* TASK REQUIREMENTS
Each entry below is to be written out exactly, and the pictures are to be left out.
┌─ RECORDS FOR THIS EXERCISE
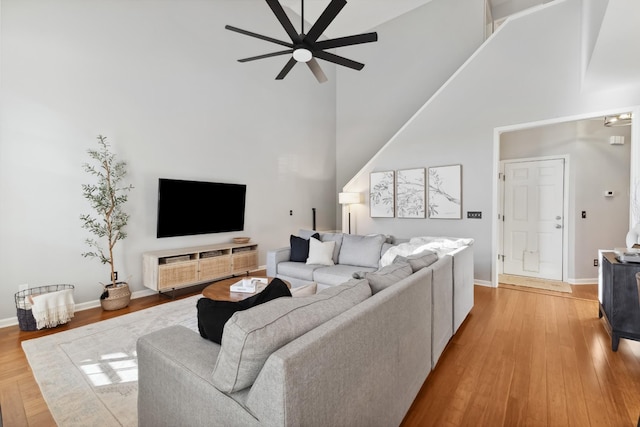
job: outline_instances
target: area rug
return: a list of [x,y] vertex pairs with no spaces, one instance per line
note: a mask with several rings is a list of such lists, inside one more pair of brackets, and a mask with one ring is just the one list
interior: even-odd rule
[[23,341],[58,426],[138,424],[138,337],[170,325],[198,330],[196,295]]
[[537,279],[535,277],[515,276],[511,274],[499,274],[498,282],[505,285],[526,286],[528,288],[546,289],[548,291],[572,293],[571,285],[559,280]]

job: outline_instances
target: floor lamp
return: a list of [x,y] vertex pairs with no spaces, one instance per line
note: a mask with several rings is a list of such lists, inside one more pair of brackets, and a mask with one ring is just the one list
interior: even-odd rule
[[349,234],[351,234],[351,205],[361,203],[360,193],[338,193],[338,203],[349,209]]

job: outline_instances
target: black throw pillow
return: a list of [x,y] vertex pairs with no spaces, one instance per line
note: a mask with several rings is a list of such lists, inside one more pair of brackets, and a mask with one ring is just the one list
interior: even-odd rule
[[216,301],[200,298],[196,304],[200,336],[220,344],[224,324],[233,316],[233,313],[255,307],[272,299],[290,296],[291,292],[287,285],[282,280],[275,278],[262,292],[242,301]]
[[[314,233],[311,237],[320,240],[319,233]],[[289,238],[289,243],[291,244],[289,261],[307,262],[307,258],[309,258],[309,239],[304,239],[292,234]]]

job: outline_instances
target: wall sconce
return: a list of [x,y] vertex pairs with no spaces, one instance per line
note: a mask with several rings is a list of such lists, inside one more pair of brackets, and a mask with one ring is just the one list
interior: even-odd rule
[[360,193],[338,193],[338,203],[347,205],[349,209],[349,234],[351,234],[351,205],[362,203],[362,195]]

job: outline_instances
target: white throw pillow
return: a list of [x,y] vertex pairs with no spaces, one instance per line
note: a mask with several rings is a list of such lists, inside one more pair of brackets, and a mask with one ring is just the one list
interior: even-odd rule
[[335,248],[336,242],[321,242],[318,239],[309,239],[309,258],[307,258],[307,264],[322,264],[322,265],[334,265],[333,264],[333,248]]
[[292,297],[308,297],[309,295],[315,295],[318,291],[318,284],[316,282],[309,283],[304,286],[297,286],[289,289]]

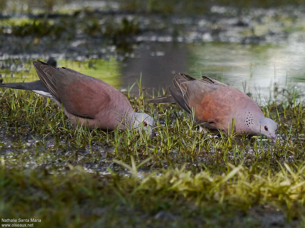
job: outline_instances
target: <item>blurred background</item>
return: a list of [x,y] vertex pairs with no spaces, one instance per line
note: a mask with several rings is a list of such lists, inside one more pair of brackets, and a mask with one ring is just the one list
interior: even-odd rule
[[181,72],[262,104],[304,88],[304,41],[303,0],[1,0],[0,81],[37,80],[31,61],[52,57],[122,91],[142,75],[163,93]]

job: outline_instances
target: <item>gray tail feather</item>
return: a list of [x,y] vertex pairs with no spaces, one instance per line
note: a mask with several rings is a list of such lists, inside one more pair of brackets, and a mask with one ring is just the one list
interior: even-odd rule
[[154,103],[154,104],[165,103],[175,103],[176,101],[174,99],[171,95],[167,96],[165,97],[160,97],[153,99],[150,99],[148,101],[149,103]]
[[40,80],[30,82],[2,83],[0,83],[0,86],[12,89],[23,89],[25,90],[39,90],[49,92],[48,89]]

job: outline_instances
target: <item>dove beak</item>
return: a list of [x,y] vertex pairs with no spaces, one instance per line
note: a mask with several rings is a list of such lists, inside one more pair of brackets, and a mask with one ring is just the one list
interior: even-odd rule
[[272,135],[270,134],[269,135],[269,137],[272,140],[272,141],[274,143],[275,142],[275,139],[276,139],[276,135],[274,134],[274,135]]

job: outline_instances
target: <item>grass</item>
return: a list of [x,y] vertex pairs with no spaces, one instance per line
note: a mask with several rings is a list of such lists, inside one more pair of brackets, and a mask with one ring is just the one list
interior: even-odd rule
[[[72,126],[47,98],[1,88],[0,217],[35,227],[304,227],[299,93],[262,108],[280,138],[194,130],[172,105],[126,95],[156,136]],[[274,100],[276,101],[276,97]],[[143,103],[145,105],[143,105]]]

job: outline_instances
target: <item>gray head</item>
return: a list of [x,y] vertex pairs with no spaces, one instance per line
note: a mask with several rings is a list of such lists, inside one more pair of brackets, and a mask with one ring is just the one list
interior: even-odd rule
[[155,121],[149,115],[143,112],[135,112],[135,120],[132,126],[139,131],[143,129],[152,138],[154,135],[153,129],[155,127]]
[[269,137],[275,142],[276,137],[275,131],[278,128],[276,123],[271,119],[267,117],[263,117],[259,120],[260,133]]

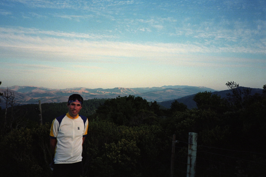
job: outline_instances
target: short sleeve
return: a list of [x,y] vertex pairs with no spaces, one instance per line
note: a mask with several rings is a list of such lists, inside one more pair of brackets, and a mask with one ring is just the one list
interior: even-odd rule
[[58,121],[55,119],[52,123],[51,129],[50,130],[50,137],[51,138],[55,139],[57,136],[58,132],[58,128],[59,127],[59,123]]
[[87,135],[88,133],[88,125],[89,121],[88,120],[88,119],[87,119],[84,125],[85,128],[84,129],[84,132],[83,132],[83,137],[87,136]]

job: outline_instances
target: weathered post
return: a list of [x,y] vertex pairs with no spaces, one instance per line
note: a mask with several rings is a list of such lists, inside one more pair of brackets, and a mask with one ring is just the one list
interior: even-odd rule
[[39,111],[40,111],[40,114],[39,114],[39,117],[40,119],[40,124],[42,125],[43,119],[41,116],[41,100],[39,100]]
[[175,143],[178,142],[178,141],[175,140],[175,135],[173,135],[173,140],[172,141],[172,155],[171,160],[171,177],[174,176],[174,162],[175,161]]
[[196,171],[196,156],[197,155],[197,140],[198,134],[188,133],[188,166],[187,177],[194,177]]

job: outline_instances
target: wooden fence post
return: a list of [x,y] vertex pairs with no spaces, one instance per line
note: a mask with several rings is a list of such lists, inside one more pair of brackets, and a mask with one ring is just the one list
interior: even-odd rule
[[178,142],[178,141],[175,140],[175,135],[173,135],[173,140],[172,141],[172,155],[171,160],[171,174],[170,176],[174,176],[174,162],[175,161],[175,143]]
[[40,114],[39,114],[39,121],[40,124],[41,125],[43,124],[43,119],[41,115],[41,100],[39,100],[39,111],[40,111]]
[[197,140],[198,134],[188,133],[188,166],[187,177],[194,177],[196,171],[196,156],[197,155]]

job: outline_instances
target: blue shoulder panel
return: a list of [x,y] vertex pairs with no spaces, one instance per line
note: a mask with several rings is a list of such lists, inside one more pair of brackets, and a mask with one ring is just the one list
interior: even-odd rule
[[83,122],[84,123],[84,125],[85,125],[85,123],[86,123],[86,121],[87,121],[87,117],[85,116],[81,116],[80,115],[79,115],[80,117],[81,118],[81,119],[82,119],[82,120],[83,120]]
└─
* PROBLEM SOLUTION
job: outline_instances
target: area rug
return: a list of [x,y] vertex pairs with no spaces, one instance per line
note: a mask with several rings is a list of such lists, inside one more pair of brackets, and a mask with one ring is just the one list
interior: even-odd rule
[[23,341],[58,426],[138,424],[138,337],[170,325],[198,330],[196,295]]
[[537,279],[535,277],[515,276],[511,274],[499,274],[498,282],[505,285],[526,286],[528,288],[546,289],[548,291],[572,293],[571,285],[559,280]]

job: outline_instances
target: floor lamp
return: a list of [x,y] vertex pairs with no spaces, one instance per line
note: a mask with several rings is a list of such lists, inside one more pair of brackets, and a mask with one ring is just the one list
interior: even-odd rule
[[349,234],[351,234],[351,205],[361,203],[360,193],[338,193],[338,203],[349,209]]

job: outline_instances
target: black throw pillow
return: a list of [x,y] vertex pairs with no spaces, one instance per line
note: a mask with several rings is a list of such lists, inside one more pair of brackets, and a mask with one ring is just the one list
interior: even-odd rule
[[216,301],[200,298],[196,304],[200,336],[220,344],[224,324],[233,316],[233,313],[255,307],[272,299],[290,296],[291,292],[287,285],[282,280],[275,278],[262,292],[242,301]]
[[[314,233],[311,237],[320,240],[319,233]],[[289,238],[289,243],[291,244],[289,261],[307,262],[307,258],[309,258],[309,239],[304,239],[292,234]]]

job: outline_instances
target: wall sconce
return: a list of [x,y] vertex pairs with no spaces, one instance per line
note: a mask with several rings is a list of such lists, inside one more pair of brackets, and a mask with one ring is just the one list
interior: even-odd rule
[[360,193],[338,193],[338,203],[347,205],[349,209],[349,234],[351,234],[351,205],[362,203],[362,195]]

job: outline_instances
target: white throw pillow
return: a list of [x,y] vertex pairs with no spaces, one instance per line
note: a mask with several rings is a list of such lists, inside one more pair of brackets, and a mask with one ring is just the one list
interior: even-odd rule
[[335,248],[336,242],[321,242],[318,239],[309,239],[309,258],[307,258],[307,264],[322,264],[322,265],[334,265],[333,264],[333,248]]
[[292,297],[308,297],[309,295],[315,295],[318,291],[318,284],[316,282],[309,283],[304,286],[297,286],[289,289]]

job: outline_instances
target: <item>blurred background</item>
return: a list of [x,y] vertex pairs with no spaces, one instance per line
note: a mask with several rings is a list of such lists, inside one more pair of brackets, and a mask with one ring is just the one list
interior: even-odd rule
[[181,72],[262,104],[304,88],[304,41],[303,0],[1,0],[0,81],[37,80],[31,61],[52,57],[122,91],[142,75],[163,93]]

job: outline_instances
target: <item>gray tail feather</item>
return: a list of [x,y] vertex pairs with no spaces, one instance per line
note: a mask with several rings is a list of such lists, inside one more pair of brackets, and a mask with one ring is just the one list
interior: even-odd rule
[[154,103],[154,104],[165,103],[175,103],[176,101],[174,99],[171,95],[167,96],[165,97],[160,97],[153,99],[150,99],[148,101],[149,103]]
[[40,80],[30,82],[2,83],[0,83],[0,86],[12,89],[23,89],[25,90],[39,90],[49,92],[48,89]]

job: outline_instances
target: <item>dove beak</item>
return: a list of [x,y] vertex pairs with no spaces, one instance per line
note: a mask with several rings is a list of such lists, inside one more pair of brackets, and a mask with one ring is just the one list
interior: even-odd rule
[[272,135],[270,134],[269,135],[269,137],[272,140],[272,141],[274,143],[275,142],[275,139],[276,139],[276,135],[274,134],[274,135]]

job: outline_instances
target: <item>grass</item>
return: a list of [x,y] vertex pairs with no spaces, one instance per line
note: a mask with several rings is a list of such lists, inside one more pair of brackets, and a mask with one ring is just the one list
interior: even-odd rule
[[[72,126],[47,98],[1,88],[0,217],[35,227],[304,227],[299,93],[262,108],[280,138],[194,130],[172,105],[126,95],[156,136]],[[274,100],[276,101],[276,97]],[[143,103],[145,105],[143,105]]]

job: outline_instances
target: <item>gray head</item>
return: a list of [x,y] vertex pairs with no spaces, one instance per line
note: a mask with several rings is a list of such lists, inside one more pair of brackets, and a mask with one ring is just the one list
interior: even-odd rule
[[155,121],[149,115],[143,112],[135,112],[135,120],[132,126],[139,131],[143,129],[152,138],[154,135],[153,129],[155,127]]
[[269,137],[275,142],[276,137],[275,131],[278,128],[276,123],[271,119],[267,117],[263,117],[259,120],[260,133]]

job: outline_instances
target: short sleeve
return: a list of [x,y] vertex pairs with no spaces, one instance per line
note: a mask with several rings is a list of such lists, inside one more pair of brackets, and a mask with one ring is just the one list
interior: even-odd rule
[[58,121],[55,119],[52,123],[51,129],[50,130],[50,137],[51,138],[55,139],[57,136],[58,132],[58,128],[59,127],[59,123]]
[[87,135],[88,133],[88,125],[89,121],[88,120],[88,119],[87,119],[84,125],[85,128],[84,129],[84,132],[83,132],[83,137],[87,136]]

job: outline_instances
target: weathered post
return: a list of [x,y] vertex pairs with no spaces, one instance per line
note: a mask with several rings is a list of such lists, inside one more pair of brackets, and a mask with one ring is just the one list
interior: even-odd rule
[[39,111],[40,111],[40,114],[39,114],[39,117],[40,119],[40,124],[42,125],[43,119],[41,116],[41,100],[39,100]]
[[175,143],[178,142],[178,141],[175,140],[175,135],[173,135],[173,140],[172,141],[172,155],[171,160],[171,177],[174,176],[174,162],[175,161]]
[[196,171],[196,156],[197,155],[197,140],[198,134],[188,133],[188,166],[187,177],[194,177]]

job: outline_instances
target: wooden fence post
return: a list of [x,y] vertex pairs with no spaces, one instance per line
note: a mask with several rings is a list of such lists, inside one more pair of brackets, and a mask with one ring is just the one list
interior: even-odd rule
[[178,142],[178,141],[175,140],[175,135],[173,135],[173,140],[172,141],[172,155],[171,160],[171,174],[170,176],[174,176],[174,162],[175,161],[175,143]]
[[40,114],[39,114],[39,121],[40,124],[41,125],[43,124],[43,119],[41,115],[41,100],[39,100],[39,111],[40,111]]
[[197,140],[198,134],[188,133],[188,166],[187,177],[194,177],[196,171],[196,156],[197,155]]

job: outline_instances
target: blue shoulder panel
return: a list of [x,y] vertex pairs with no spaces, one instance per line
note: a mask with several rings is a list of such lists, inside one more pair of brackets, and a mask with one ring is just the one list
interior: even-odd rule
[[83,122],[84,123],[84,125],[85,125],[85,123],[86,123],[86,121],[87,121],[87,117],[85,116],[81,116],[80,115],[79,115],[80,117],[81,118],[81,119],[82,119],[82,120],[83,120]]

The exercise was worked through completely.